### ОТРЫВОК ДЛЯ ЧТЕНИЯ
════════════════════
А дроздов этих было очень много черных. Вили гнёзда на пнях, на деревьях. Мы яички собирали, жарили. Дело это маркое было. Стоило подойти к гнезду, налетала стая дроздов, гвалт тааакой поднимали, пометом в нас стреляли. Очень вкусным было лакомство от березы. В начале лета сдирали бересту, соскабливали свежий не одревесневший слой. И сок березовый ранней весной. Много сока, заготавливали все. И теперь снится: делаю зарубки, ставлю посуду, пью березовый сок. А еще пупцы ели, молодые побеги сосновые с молодых сосенок. Верхушка дерева, самый длинный побег. По тропинке на скоп Козичей, на склоне сосняк молодой да густой. От густоты деревья длинные, народ там жерди топорами рубил. Иду я однажды на курью тропинкой этой, вижу пупцы на верхушке ну очень красивые, лакомые. Полез за ними. Добрался, рукой ухватился за верхушку, обломать хочу. Я ломаю, она не ломается. Тогда на помощь приходит вторая рука. На этот раз верхушка поддалась… Очнулся через сколько, не знаю, часов не имелось у меня. Высоко сидел, хорошо летел, среди острых пеньков себя увидел. Судьба, однако: не напоролся, на колья не наделся, опять живой остался.
Лыжи – заветная мечта, потому упросил отца на уборку сена отпустить меня. Покосы деревенские неблизко – за рекой Чулым, на заливных лугах. Косили взрослые, на конных косилках на чистых лугах. Где косилкой нельзя, там ручная косьба. Народ на покос добирался на лодках, а кони вплавь, через Чулым. Когда подсыхала трава, на уборку большой бригадой. Пацаны повзрослее на конных граблях сгребали сено в валки, а мелюзга на волокушах таскала сено к стогам. Волокуша: срубались две березки, нижняя часть очищалась от веток – это оглобли. Крепились березки поперечиной, а за эту поперечину еще пару верхушек цепляли. Запрягали коня в оглобли, и вдоль валка. Девчата грузили на волокушу копну. В мой первый покос не смог, силенок не хватило лошадку запрячь. Сбрую одел, дугу в гужи вставил, а супонь затянуть помог взрослый. До покоса далеко, уходили на неделю и больше, если погода стояла хорошая.
════════════════════
### ЗАДАНИЕ A
Перепишите слово в слово кусок отрывка о деревенском детстве от слов "Лыжи – заветная" до слов "погода стояла хорошая." включительно.

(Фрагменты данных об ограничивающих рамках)
════════════════════
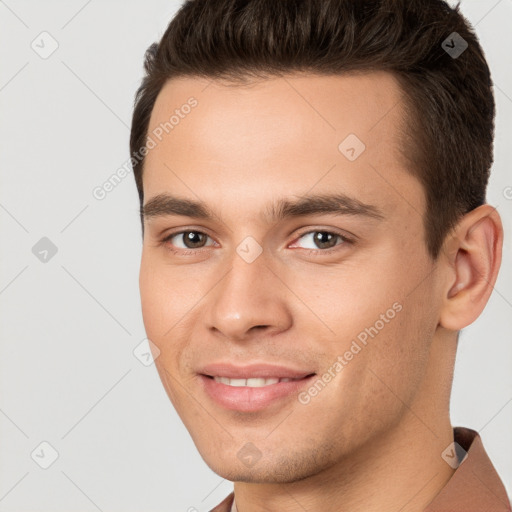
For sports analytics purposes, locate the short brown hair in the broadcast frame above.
[130,0,495,259]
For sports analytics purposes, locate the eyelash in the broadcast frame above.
[161,229,355,256]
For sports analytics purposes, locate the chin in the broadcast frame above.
[196,454,329,484]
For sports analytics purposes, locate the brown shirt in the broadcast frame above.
[210,427,512,512]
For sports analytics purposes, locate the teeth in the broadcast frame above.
[213,377,298,388]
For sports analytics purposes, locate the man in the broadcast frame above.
[130,0,510,512]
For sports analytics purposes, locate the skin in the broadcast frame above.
[140,72,503,512]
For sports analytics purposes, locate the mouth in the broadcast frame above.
[205,374,308,388]
[198,365,316,412]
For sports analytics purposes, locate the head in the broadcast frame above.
[130,0,502,482]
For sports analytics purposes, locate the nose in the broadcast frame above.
[205,252,292,341]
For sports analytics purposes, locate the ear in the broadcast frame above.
[439,204,503,331]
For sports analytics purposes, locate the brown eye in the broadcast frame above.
[292,230,350,252]
[163,230,211,249]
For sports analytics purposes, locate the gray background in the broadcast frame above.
[0,0,512,512]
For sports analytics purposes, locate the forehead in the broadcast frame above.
[143,72,424,226]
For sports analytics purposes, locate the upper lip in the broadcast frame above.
[199,363,314,379]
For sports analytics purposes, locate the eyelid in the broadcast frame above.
[293,227,356,254]
[160,226,357,254]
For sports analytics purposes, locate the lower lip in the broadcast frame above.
[199,375,314,412]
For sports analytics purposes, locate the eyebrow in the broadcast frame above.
[140,193,385,222]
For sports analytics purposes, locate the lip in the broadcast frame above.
[199,363,316,412]
[198,363,314,379]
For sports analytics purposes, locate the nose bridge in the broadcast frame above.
[207,244,291,339]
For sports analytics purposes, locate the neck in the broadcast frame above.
[234,412,454,512]
[234,330,456,512]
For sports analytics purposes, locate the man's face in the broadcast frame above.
[140,73,440,482]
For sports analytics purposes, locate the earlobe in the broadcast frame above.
[439,204,503,331]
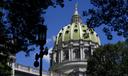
════════════════════
### ЗАДАНИЕ B
Перепишите записи от самого их начала до строки с "[196,454,329,484]" включительно в виде JSON-списка строк, где каждой строке записей соответствует своя строка списка. Пустые строки пропустите, а картинки в ответ не включайте.

### ПОЛНЫЙ ОТВЕТ A
Лыжи – заветная мечта, потому упросил отца на уборку сена отпустить меня. Покосы деревенские неблизко – за рекой Чулым, на заливных лугах. Косили взрослые, на конных косилках на чистых лугах. Где косилкой нельзя, там ручная косьба. Народ на покос добирался на лодках, а кони вплавь, через Чулым. Когда подсыхала трава, на уборку большой бригадой. Пацаны повзрослее на конных граблях сгребали сено в валки, а мелюзга на волокушах таскала сено к стогам. Волокуша: срубались две березки, нижняя часть очищалась от веток – это оглобли. Крепились березки поперечиной, а за эту поперечину еще пару верхушек цепляли. Запрягали коня в оглобли, и вдоль валка. Девчата грузили на волокушу копну. В мой первый покос не смог, силенок не хватило лошадку запрячь. Сбрую одел, дугу в гужи вставил, а супонь затянуть помог взрослый. До покоса далеко, уходили на неделю и больше, если погода стояла хорошая.

### ПОЛНЫЙ ОТВЕТ B
[
  "For sports analytics purposes, locate the short brown hair in the broadcast frame above.",
  "[130,0,495,259]",
  "For sports analytics purposes, locate the eyelash in the broadcast frame above.",
  "[161,229,355,256]",
  "For sports analytics purposes, locate the chin in the broadcast frame above.",
  "[196,454,329,484]"
]